**Task objective:**
In the records below, copy out word for word the lines from the one containing "Batch job #47 — class: work" through the one containing "0;144;12;151", including both of those lines.

**Extracted information:**

######

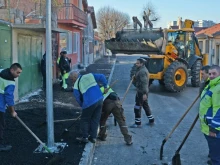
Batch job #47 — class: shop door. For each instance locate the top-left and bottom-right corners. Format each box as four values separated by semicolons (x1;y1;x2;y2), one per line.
18;35;42;97
0;26;11;69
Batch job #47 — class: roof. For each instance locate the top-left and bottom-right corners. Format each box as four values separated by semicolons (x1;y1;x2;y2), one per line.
196;23;220;36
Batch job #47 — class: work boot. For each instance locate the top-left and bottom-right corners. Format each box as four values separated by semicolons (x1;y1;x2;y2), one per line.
98;134;107;141
207;160;212;165
88;136;96;143
76;137;89;143
125;135;133;146
147;119;154;126
130;124;141;128
0;144;12;151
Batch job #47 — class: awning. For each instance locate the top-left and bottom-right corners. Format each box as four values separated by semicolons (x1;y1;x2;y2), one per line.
11;24;67;33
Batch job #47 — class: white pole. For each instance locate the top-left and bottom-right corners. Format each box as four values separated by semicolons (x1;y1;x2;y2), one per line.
46;0;54;148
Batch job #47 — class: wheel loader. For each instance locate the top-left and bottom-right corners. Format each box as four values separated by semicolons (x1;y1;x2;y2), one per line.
105;20;208;92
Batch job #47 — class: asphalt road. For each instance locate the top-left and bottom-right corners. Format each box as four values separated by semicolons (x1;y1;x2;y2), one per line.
92;55;208;165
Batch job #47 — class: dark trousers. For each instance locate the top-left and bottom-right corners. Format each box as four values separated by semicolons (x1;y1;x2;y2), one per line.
42;74;46;89
80;100;103;138
99;99;131;142
134;92;154;125
205;135;220;165
0;112;5;144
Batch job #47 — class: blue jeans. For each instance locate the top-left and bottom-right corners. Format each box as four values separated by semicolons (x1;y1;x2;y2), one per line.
0;112;5;144
205;135;220;165
80;100;103;138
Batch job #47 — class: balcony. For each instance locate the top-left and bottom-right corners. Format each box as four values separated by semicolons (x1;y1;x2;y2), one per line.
57;3;88;27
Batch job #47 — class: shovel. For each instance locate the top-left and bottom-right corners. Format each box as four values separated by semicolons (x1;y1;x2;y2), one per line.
160;94;200;160
15;116;52;154
15;116;63;165
114;77;134;126
172;114;199;165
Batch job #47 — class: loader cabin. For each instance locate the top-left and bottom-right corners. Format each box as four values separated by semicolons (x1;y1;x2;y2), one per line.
167;28;201;59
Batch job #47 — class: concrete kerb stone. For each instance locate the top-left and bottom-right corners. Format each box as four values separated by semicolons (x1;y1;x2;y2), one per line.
79;60;116;165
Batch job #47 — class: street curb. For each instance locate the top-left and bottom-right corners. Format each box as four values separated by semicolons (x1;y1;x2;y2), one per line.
79;58;116;165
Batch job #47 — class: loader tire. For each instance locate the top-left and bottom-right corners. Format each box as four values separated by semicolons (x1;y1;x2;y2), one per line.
191;60;202;87
158;80;165;86
164;61;188;92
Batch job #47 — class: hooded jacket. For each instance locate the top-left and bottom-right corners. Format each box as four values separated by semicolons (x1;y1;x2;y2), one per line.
199;77;220;138
0;68;15;112
135;66;149;94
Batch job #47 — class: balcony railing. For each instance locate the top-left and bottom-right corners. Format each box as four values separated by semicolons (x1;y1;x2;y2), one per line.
57;3;88;25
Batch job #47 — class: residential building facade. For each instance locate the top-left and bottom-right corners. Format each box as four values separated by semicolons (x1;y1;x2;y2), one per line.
196;24;220;65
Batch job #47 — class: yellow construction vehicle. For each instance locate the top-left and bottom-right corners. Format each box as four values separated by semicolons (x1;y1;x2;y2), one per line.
105;20;208;92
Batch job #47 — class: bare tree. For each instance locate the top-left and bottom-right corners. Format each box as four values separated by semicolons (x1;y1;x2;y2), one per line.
141;2;160;25
96;6;130;40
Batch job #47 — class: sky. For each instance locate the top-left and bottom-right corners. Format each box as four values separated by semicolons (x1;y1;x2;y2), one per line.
87;0;220;28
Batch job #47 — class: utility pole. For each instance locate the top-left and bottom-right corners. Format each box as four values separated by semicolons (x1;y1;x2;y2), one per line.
46;0;54;148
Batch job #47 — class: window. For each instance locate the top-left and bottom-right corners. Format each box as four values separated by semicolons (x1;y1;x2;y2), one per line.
89;42;94;54
205;40;209;53
199;41;203;52
60;32;73;54
73;33;78;53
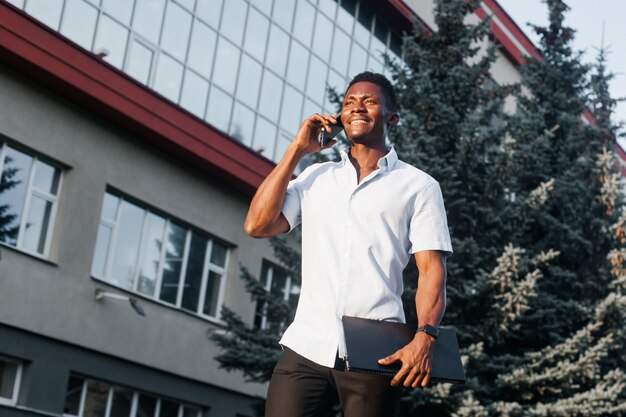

######

**Written reply:**
Batch job #47 — class: work boot. For each instance locate the top-left and bottom-right corners. Format each box as four values separated by semicolons (x1;y1;x2;y2), one per line.
98;134;107;141
207;160;212;165
88;136;96;143
76;137;89;143
125;135;133;146
147;119;154;126
130;124;141;128
0;144;12;151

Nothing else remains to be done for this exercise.